**Document excerpt**.
───
Nilles is a German drummer, composer, and producer who has a popular YouTube channel and previously toured with Jeff Beck in 2022, performing over 60 shows as his drummer. Lee had already tipped his hand about his admiration for her. “She played on the last Jeff Beck tour, and I thought she was terrific,” Lee told the Guardian in 2023. Gold, meanwhile, brings his own distinguished résumé — he has toured extensively with The Who and Roger Daltrey.
The weight of the occasion was not lost on Lee, who addressed the elephant in the room — Neil Peart — with characteristic directness and unexpected humor. “Neil is irreplaceable,” he told reporters afterward, “and if he had something to say to us right now, he’d probably say, ‘You guys are idiots.’” He paused, then added: “But, you know, music lives beyond tragedy, beyond anything that can happen in your life.”
───
**Data provided**.

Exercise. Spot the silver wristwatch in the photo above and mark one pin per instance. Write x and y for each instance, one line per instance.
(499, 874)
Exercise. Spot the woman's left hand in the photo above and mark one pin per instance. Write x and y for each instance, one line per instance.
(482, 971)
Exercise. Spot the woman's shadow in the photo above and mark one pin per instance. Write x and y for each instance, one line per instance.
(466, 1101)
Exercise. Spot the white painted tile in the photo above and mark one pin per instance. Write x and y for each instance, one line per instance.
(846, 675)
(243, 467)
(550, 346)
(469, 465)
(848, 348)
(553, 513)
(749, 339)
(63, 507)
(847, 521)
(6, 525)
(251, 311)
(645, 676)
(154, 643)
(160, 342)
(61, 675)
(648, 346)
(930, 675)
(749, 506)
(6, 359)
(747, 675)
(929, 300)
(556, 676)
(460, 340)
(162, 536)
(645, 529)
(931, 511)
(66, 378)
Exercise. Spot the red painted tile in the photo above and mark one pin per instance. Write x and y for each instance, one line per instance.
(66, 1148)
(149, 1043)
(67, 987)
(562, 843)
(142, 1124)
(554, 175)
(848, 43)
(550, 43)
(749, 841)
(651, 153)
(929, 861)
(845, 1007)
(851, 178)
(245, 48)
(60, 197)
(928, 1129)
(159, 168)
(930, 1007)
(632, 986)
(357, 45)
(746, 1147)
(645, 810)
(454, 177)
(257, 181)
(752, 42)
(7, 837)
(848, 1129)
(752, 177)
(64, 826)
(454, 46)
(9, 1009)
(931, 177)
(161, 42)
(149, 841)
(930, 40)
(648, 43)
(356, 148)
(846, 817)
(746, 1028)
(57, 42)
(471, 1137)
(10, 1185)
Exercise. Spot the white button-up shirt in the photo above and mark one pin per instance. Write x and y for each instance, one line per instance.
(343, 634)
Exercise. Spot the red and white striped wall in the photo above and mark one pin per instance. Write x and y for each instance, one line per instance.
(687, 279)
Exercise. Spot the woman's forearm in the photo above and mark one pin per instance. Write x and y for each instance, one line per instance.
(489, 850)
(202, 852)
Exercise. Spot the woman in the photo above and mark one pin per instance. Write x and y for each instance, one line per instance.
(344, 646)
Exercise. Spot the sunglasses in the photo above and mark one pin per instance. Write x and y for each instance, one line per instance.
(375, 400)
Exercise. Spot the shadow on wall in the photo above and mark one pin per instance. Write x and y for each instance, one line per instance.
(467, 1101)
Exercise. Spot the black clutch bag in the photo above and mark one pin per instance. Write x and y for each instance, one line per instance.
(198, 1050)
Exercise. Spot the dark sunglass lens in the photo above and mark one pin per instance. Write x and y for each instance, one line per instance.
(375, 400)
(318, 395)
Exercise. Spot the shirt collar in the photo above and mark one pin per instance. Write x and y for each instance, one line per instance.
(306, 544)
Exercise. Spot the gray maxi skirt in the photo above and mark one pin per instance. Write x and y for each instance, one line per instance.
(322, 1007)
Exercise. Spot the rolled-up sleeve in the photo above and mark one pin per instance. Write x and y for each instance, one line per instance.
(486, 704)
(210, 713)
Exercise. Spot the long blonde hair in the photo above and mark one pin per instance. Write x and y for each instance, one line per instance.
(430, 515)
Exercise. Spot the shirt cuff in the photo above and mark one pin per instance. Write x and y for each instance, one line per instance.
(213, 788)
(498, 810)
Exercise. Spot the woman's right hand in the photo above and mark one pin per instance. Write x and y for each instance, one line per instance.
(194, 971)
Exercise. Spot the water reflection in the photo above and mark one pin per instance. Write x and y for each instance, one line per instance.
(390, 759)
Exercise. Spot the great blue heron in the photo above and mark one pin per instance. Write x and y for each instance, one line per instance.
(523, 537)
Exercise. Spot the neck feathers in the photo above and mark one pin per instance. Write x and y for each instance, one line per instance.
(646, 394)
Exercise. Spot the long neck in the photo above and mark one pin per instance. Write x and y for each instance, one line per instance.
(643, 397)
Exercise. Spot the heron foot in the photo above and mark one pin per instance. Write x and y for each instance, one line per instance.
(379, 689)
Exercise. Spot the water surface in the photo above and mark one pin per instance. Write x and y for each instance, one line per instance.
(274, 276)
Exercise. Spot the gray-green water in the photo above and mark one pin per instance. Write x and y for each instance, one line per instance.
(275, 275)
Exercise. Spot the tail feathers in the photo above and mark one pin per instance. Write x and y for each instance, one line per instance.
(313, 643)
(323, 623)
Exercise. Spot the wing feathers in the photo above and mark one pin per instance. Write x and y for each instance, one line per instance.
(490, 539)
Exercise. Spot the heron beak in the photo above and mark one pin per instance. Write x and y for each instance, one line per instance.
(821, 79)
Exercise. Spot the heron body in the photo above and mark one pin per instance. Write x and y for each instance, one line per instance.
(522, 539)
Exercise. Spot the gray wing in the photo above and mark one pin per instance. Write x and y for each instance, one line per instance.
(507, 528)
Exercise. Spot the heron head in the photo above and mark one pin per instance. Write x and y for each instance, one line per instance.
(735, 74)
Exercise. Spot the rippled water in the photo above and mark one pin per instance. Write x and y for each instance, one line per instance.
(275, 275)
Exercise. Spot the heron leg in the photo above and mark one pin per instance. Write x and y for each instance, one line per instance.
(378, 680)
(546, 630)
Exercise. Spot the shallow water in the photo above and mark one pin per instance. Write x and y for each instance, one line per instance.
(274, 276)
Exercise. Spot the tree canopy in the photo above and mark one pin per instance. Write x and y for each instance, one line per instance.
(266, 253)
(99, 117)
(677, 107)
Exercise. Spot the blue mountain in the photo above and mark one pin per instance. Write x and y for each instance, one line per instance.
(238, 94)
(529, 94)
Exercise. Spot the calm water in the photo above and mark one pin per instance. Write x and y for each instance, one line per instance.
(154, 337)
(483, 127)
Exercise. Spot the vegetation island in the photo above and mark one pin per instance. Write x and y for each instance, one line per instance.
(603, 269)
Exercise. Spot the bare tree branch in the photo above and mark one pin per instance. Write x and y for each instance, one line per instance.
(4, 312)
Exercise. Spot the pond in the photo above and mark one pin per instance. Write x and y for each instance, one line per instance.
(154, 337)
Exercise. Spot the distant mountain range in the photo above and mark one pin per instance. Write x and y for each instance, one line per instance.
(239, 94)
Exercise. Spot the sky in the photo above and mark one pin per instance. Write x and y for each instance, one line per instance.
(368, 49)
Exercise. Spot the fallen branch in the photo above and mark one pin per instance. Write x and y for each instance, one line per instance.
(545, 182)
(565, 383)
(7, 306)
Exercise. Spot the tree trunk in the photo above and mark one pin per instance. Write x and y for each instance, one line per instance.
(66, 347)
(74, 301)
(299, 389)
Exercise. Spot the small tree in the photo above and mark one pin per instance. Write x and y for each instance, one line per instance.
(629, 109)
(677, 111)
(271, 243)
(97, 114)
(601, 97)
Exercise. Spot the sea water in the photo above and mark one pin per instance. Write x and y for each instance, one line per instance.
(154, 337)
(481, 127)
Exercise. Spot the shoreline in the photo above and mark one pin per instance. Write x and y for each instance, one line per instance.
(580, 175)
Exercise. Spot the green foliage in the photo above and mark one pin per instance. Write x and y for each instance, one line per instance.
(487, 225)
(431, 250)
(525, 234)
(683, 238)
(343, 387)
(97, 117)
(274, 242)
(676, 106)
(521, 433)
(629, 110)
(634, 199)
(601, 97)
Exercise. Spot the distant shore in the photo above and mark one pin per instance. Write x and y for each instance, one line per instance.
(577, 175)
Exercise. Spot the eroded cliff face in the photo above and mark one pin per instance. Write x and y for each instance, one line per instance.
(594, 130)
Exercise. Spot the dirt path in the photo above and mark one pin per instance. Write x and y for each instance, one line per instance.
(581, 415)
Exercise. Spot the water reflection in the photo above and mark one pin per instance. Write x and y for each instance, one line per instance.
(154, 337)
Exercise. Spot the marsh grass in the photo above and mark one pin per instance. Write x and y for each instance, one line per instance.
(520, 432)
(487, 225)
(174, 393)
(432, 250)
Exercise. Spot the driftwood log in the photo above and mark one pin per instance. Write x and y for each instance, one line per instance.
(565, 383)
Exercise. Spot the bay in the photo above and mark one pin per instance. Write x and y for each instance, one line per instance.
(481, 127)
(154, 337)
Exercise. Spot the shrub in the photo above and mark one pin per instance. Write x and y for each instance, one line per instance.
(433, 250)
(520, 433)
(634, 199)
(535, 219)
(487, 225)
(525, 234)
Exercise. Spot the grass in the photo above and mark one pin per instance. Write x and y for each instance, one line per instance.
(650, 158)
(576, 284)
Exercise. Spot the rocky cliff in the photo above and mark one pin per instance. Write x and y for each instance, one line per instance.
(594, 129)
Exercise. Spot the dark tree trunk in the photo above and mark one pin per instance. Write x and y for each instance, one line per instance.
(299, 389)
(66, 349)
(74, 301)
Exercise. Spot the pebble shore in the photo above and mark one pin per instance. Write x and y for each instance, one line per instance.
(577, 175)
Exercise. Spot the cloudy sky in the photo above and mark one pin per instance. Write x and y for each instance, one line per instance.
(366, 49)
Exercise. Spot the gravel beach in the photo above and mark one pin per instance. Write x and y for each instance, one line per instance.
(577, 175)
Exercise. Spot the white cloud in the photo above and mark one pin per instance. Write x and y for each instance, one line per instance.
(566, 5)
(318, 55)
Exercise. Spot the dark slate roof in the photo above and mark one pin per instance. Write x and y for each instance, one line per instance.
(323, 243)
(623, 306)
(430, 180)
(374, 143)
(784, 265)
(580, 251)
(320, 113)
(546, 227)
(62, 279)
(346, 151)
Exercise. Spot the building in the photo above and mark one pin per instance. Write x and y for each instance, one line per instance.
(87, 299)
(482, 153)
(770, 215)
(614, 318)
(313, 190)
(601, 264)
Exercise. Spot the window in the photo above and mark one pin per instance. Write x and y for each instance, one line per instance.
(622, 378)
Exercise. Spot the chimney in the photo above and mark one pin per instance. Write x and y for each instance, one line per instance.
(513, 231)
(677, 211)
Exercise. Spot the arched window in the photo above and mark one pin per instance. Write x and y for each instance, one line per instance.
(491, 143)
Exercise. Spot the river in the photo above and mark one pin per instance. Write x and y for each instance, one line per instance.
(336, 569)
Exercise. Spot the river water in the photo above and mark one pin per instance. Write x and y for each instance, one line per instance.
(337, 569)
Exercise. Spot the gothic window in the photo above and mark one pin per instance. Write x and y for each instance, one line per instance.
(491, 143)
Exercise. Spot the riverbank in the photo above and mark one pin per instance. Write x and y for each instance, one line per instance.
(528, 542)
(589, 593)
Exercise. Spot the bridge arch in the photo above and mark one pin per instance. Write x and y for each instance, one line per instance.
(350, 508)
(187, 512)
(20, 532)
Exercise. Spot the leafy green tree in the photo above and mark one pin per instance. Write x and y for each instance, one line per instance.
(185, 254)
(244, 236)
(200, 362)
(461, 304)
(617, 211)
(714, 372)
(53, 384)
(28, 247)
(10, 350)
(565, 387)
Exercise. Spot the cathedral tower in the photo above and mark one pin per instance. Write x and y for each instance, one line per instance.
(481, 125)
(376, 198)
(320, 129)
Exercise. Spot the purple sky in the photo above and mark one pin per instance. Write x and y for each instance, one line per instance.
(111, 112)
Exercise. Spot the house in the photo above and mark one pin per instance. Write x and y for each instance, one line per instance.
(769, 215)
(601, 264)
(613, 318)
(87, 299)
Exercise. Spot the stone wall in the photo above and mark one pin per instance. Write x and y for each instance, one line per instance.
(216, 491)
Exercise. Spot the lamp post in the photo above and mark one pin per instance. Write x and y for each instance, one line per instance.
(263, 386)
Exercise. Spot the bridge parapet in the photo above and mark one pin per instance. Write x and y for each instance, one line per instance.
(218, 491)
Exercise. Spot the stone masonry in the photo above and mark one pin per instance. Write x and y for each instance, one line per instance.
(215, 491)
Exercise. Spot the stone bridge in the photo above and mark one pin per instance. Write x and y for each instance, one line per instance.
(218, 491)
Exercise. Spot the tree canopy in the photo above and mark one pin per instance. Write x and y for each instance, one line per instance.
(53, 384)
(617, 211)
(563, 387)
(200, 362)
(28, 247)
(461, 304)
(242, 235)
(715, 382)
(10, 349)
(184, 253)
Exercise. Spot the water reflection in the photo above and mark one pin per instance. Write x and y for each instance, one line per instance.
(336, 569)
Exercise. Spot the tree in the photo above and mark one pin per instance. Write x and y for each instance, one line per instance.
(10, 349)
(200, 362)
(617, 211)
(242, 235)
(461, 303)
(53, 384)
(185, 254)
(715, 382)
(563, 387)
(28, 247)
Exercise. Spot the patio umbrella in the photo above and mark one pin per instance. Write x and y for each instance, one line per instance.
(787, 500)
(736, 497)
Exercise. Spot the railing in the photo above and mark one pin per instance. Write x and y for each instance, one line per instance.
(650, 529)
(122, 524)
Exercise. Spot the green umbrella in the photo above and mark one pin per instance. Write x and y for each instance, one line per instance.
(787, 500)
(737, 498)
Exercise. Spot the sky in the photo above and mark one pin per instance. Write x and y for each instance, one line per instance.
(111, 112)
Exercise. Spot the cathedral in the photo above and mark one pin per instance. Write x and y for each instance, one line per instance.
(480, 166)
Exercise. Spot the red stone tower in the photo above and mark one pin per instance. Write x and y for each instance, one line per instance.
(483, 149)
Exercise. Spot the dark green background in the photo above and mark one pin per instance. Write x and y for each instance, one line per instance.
───
**Work request 1**.
Rewrite the stretch from "Nilles is a" through "and Roger Daltrey." in the passage about Nilles, Gold, and Lee, putting "percussionist" in place of "drummer".
**Work request 2**.
Carry on the passage about Nilles, Gold, and Lee, starting after its final sentence.

**Response box 1**.
Nilles is a German percussionist, composer, and producer who has a popular YouTube channel and previously toured with Jeff Beck in 2022, performing over 60 shows as his percussionist. Lee had already tipped his hand about his admiration for her. “She played on the last Jeff Beck tour, and I thought she was terrific,” Lee told the Guardian in 2023. Gold, meanwhile, brings his own distinguished résumé — he has toured extensively with The Who and Roger Daltrey.

**Response box 2**.
That line — music lives beyond tragedy — is the emotional center of everything happening around Rush right now. Peart died on January 7, 2020, after a three-and-a-half-year battle with brain cancer, at the age of 67. In the immediate aftermath, the future of Rush as a band seemed definitively closed. Lifeson said at the time: “There’s no way Rush will ever exist again, because Neil’s not here to be a part of it. That’s not to say that we can’t do other things, and we can’t do things that benefit our communities and all of that.” Lee and Lifeson confirmed in 2018 — even before Peart’s death — that the band had effectively disbanded.
Then something shifted. In October of 2025, Lee and Lifeson announced the Fifty Something tour, which quickly expanded from multiple nights in a few North American cities to an 86-date world tour. Their announcement was candid and deeply personal. “It’s been over 10 years since Alex and I have performed the music of Rush alongside our fallen bandmate and friend Neil,” they wrote. “A lifetime’s worth of songs that we had put our cumulative hearts and souls into writing, recording and playing together onstage. And so, after all that has gone down since that last show, Alex and I have done some serious soul searching and come to the decision that we f***ing miss it, and that it’s time for a celebration of 50-something years of Rush music.”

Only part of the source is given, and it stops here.